The line holding "Task: point at the tree" and every line after it through the end of the entries below: retype these exactly and nothing more.
==== Data excerpts
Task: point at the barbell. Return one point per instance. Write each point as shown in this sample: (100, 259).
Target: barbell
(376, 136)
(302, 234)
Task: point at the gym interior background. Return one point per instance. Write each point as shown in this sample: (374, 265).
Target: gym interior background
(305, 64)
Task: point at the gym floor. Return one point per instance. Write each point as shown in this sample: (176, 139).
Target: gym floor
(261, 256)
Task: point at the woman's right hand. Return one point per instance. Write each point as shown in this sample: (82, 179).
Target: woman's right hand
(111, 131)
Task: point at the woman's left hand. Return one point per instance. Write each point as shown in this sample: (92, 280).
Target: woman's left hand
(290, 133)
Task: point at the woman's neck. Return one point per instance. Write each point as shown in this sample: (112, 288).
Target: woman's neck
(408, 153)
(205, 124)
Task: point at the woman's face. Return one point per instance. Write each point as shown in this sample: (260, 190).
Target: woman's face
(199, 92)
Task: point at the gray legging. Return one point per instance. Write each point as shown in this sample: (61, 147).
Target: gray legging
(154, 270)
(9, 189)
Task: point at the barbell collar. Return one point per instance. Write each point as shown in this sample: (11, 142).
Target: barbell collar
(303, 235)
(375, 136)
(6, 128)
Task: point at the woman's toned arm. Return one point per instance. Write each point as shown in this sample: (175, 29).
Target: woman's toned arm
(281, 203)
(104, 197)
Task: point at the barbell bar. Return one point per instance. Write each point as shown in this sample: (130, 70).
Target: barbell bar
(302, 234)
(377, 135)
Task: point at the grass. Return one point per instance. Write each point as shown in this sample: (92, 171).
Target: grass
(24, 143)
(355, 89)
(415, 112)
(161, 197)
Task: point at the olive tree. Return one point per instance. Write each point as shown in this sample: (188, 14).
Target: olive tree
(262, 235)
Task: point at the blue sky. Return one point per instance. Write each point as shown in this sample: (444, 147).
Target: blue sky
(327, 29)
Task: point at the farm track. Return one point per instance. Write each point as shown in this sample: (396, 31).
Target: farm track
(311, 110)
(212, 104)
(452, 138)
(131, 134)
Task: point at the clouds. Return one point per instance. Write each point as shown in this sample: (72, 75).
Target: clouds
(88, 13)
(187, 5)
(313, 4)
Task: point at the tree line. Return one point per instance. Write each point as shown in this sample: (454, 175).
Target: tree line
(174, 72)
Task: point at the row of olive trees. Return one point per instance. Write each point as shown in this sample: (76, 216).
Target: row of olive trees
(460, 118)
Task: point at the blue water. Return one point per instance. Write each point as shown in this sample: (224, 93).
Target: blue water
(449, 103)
========
Response:
Task: point at the tree line. Return one point per instance. Write each point as shown in this sample: (454, 175).
Target: tree line
(174, 72)
Task: point at the row of olive trees. Return one point per instance. Write each point as shown in this sample: (76, 216).
Target: row of olive trees
(460, 118)
Task: point at the blue water. Return one point per instance. Write each point as shown in this sample: (224, 93).
Target: blue water
(449, 103)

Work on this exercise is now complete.